Source text:
::::

Mariposas Nocturnas: moths of Central and South America: a study in beauty and diversity was Charcoal Book Club’s photobook of the month for April, 2019. Once again—and it’s done it many times before and since, and hopefully for many months to come—Charcoal sent me something I wouldn’t have acquired on my own, and am happy enough to have it in my collection. Interestingly, it’s a sort forms the beginnings of a collection and has led me to recategorize one of the old books in my collection.
After finally getting the chance to photograph around the Nevada Test Site and falling into a depression over the sorts of things we humans like to do to one another, what we like to spend our money on, the destruction we gleefully cause, Emmet Gowin cast about for something beautiful to focus his camera(s) on. What did he find? Well, Mariposas Nocturnas, that is, butterflies of the night, that is, moths in the rainforest of northern Panama.
Gowin managed to get himself attached to the Smithsonian Tropical Research Institute, working with scientists and naturalists, and spent a few years figuring out how to photograph the moths. He initially produced 5 grids of 25 different moths, for use as poster advertisements for the STRI, and secured a long term arrangement with the STRI by writing up a proposal to create an additional 95 of these grids, that is, to photograph 2500 unique species of moths, and create 100 of these grid poster things.
There’s no indication that he made it that far. Maybe he did. His lovely afterword doesn’t mention a total count, and does indicate that there is some duplication in the 51 grids included in Mariposas Nocturnas (25 images * 51 grids = a max of 1275 unique moths), but is silent on the actual totals.

::::

Provided material:
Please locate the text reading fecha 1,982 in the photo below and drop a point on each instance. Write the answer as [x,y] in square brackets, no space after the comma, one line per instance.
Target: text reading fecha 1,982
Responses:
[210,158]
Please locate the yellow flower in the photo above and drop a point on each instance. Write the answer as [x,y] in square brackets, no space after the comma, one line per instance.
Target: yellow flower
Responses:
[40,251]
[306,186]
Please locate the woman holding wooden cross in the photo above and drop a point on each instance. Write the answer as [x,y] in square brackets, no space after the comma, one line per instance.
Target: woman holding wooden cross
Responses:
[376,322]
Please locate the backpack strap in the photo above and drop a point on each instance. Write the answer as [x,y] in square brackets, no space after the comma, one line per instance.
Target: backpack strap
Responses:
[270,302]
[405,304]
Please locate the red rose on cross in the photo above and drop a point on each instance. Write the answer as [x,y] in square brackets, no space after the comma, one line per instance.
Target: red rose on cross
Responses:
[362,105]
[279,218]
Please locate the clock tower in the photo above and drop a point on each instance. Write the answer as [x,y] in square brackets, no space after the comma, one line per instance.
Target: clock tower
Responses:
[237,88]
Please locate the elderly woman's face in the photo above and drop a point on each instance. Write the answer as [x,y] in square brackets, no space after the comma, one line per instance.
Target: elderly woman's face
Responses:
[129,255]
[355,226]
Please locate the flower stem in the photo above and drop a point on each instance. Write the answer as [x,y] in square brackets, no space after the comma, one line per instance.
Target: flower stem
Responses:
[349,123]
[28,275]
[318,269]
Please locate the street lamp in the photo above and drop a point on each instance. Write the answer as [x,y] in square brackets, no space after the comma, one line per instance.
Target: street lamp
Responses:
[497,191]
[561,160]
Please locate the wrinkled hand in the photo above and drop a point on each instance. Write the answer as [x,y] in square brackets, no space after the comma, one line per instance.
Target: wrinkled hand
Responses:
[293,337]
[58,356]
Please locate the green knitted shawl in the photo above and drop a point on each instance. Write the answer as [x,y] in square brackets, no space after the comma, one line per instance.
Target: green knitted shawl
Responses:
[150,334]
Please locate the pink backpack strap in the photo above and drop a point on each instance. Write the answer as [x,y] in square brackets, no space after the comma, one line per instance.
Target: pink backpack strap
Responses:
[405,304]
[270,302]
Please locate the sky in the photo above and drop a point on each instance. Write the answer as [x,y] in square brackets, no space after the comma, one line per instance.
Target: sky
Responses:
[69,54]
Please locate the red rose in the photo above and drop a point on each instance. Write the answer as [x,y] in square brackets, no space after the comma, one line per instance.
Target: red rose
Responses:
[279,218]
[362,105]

::::

Written instruction:
According to the review of Mariposas Nocturnas, how many grids of 25 moths did Emmet Gowin first produce as poster advertisements for the Smithsonian Tropical Research Institute?

Result of this task:
Five grids.